However, Polish-Irish accountant Stefan Klincewicz spotted a gap. He assembled a team of people to fill in almost 2 million lottery dockets covering all the possible combinations and waited until the jackpot had rolled over several times to a £1.7 million jackpot on the 1992 May bank holiday weekend.

Despite the National Lottery cottoning on to the scheme and introducing a limit on the number of tickets any machine could sell in the days ahead of the draw, they managed to buy up some 88 per cent of tickets ahead of lottery night.

Happily for the group the winning ticket was among those bought by it. However, not everything went to plan with two other people sharing in the jackpot, significantly reducing the group’s profits.

However, it is thought that a combination of winning one-third of the jackpot plus a number of match 4 and match 5 tickets ensured the group turned a profit, albeit a smaller one than they would have liked.

The scheme resulted in the National Lottery introducing a 39-ball game later in 1992 which lowered the chances of players winning to one in 3,262,623.
__________
**DIRECTIONS**
A: In the lottery text, how large was the jackpot on the 1992 May bank holiday weekend?
B: Please reproduce the part of the lottery text that begins at the words "Despite the National" and stops after "would have liked.".
The lines that come next can be ignored.

**PROVIDED MATERIAL**
__________
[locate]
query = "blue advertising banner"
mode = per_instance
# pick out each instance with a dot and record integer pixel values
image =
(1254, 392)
__________
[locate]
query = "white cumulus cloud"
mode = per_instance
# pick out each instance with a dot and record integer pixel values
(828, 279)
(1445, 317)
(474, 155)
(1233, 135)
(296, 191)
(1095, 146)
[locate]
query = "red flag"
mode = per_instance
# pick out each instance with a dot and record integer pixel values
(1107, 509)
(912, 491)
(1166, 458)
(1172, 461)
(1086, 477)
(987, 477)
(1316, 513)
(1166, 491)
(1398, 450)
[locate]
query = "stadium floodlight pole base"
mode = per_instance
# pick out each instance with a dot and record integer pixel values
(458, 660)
__________
**TASK-BY-TASK ANSWERS**
A: £1.7 million

B:
Despite the National Lottery cottoning on to the scheme and introducing a limit on the number of tickets any machine could sell in the days ahead of the draw, they managed to buy up some 88 per cent of tickets ahead of lottery night.

Happily for the group the winning ticket was among those bought by it. However, not everything went to plan with two other people sharing in the jackpot, significantly reducing the group’s profits.

However, it is thought that a combination of winning one-third of the jackpot plus a number of match 4 and match 5 tickets ensured the group turned a profit, albeit a smaller one than they would have liked.